**REQUIRED WORK:**
Scale the lines below by rewriting them all, requests included, and multiply every pixel coordinate in the answers by 0.55, rounding to whole numbers with halves going up. Leave the numbers in the requests and their format samples unchanged, and omit the pictures from your reply.

**DATASET ENTRIES:**

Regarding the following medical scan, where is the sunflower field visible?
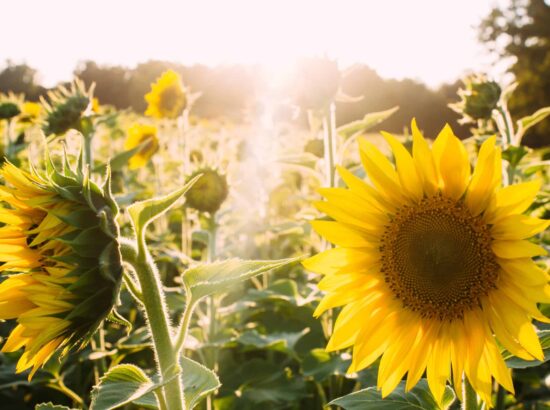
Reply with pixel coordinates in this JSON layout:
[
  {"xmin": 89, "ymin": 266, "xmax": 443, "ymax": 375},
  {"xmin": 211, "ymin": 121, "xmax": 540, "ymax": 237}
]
[{"xmin": 0, "ymin": 33, "xmax": 550, "ymax": 410}]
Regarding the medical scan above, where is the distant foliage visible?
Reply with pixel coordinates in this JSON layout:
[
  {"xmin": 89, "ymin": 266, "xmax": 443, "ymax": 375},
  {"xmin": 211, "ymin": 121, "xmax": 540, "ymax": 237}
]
[{"xmin": 480, "ymin": 0, "xmax": 550, "ymax": 146}]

**WRITTEN SOLUTION:**
Regarding the following medical scan, where is the sunflower field visible?
Reply with pixel coordinates in this JSON layout:
[
  {"xmin": 89, "ymin": 266, "xmax": 443, "ymax": 375},
  {"xmin": 211, "ymin": 121, "xmax": 540, "ymax": 237}
]
[{"xmin": 0, "ymin": 18, "xmax": 303, "ymax": 226}]
Regarding the medical scan above, where is the distant foliage visible?
Reply with pixel coordinates in this JSON layout:
[
  {"xmin": 89, "ymin": 266, "xmax": 443, "ymax": 375},
  {"xmin": 211, "ymin": 121, "xmax": 540, "ymax": 237}
]
[{"xmin": 264, "ymin": 0, "xmax": 303, "ymax": 80}]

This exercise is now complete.